[Written instruction]: Format every line of the listing below as a JSON list of strings, one string per line, with blank lines omitted. Leave the pictures out of your answer.
** Start of Stored data **
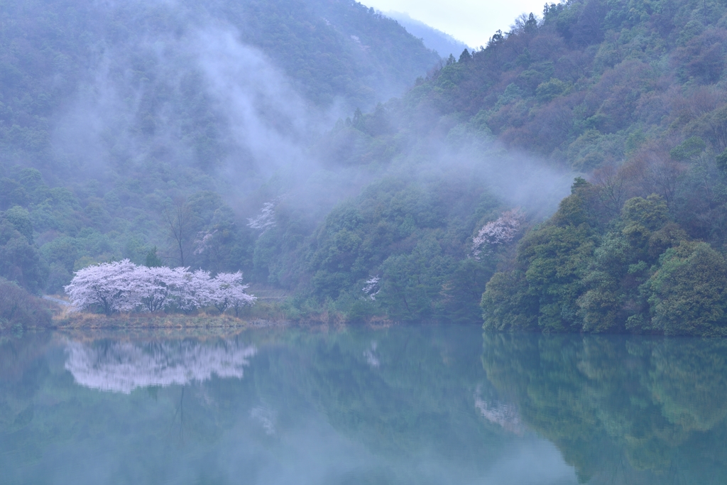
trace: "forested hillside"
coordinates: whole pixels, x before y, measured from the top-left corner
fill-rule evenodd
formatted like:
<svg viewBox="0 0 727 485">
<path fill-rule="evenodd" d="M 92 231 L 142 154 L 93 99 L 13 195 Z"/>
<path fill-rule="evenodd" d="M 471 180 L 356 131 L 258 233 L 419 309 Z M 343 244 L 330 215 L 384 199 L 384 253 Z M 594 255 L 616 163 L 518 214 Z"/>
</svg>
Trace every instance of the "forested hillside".
<svg viewBox="0 0 727 485">
<path fill-rule="evenodd" d="M 157 246 L 172 265 L 249 268 L 241 216 L 257 207 L 228 204 L 311 165 L 307 140 L 332 116 L 439 59 L 348 1 L 10 1 L 0 26 L 0 275 L 32 292 Z M 168 250 L 175 200 L 186 260 Z"/>
<path fill-rule="evenodd" d="M 290 318 L 727 329 L 723 3 L 547 4 L 438 65 L 358 4 L 4 4 L 3 275 L 156 246 Z"/>
</svg>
** End of Stored data **
[Task output]:
[
  "trace: \"forested hillside\"",
  "coordinates: whole pixels, x before y, measured from the top-left corner",
  "fill-rule evenodd",
  "formatted like:",
  "<svg viewBox=\"0 0 727 485\">",
  "<path fill-rule=\"evenodd\" d=\"M 92 231 L 142 154 L 93 99 L 13 195 Z\"/>",
  "<path fill-rule=\"evenodd\" d=\"M 471 180 L 356 131 L 258 233 L 419 309 Z M 343 244 L 330 215 L 384 199 L 384 253 Z M 594 255 L 616 163 L 518 214 Z\"/>",
  "</svg>",
  "Trace every instance of the \"forested hillside\".",
  "<svg viewBox=\"0 0 727 485\">",
  "<path fill-rule=\"evenodd\" d=\"M 157 246 L 172 265 L 249 268 L 241 216 L 257 207 L 228 204 L 311 165 L 307 140 L 332 116 L 439 59 L 348 1 L 10 1 L 0 26 L 0 275 L 32 292 Z M 168 250 L 175 200 L 186 260 Z\"/>",
  "<path fill-rule=\"evenodd\" d=\"M 290 318 L 727 329 L 723 3 L 547 4 L 438 65 L 358 4 L 4 4 L 3 275 L 156 246 Z\"/>",
  "</svg>"
]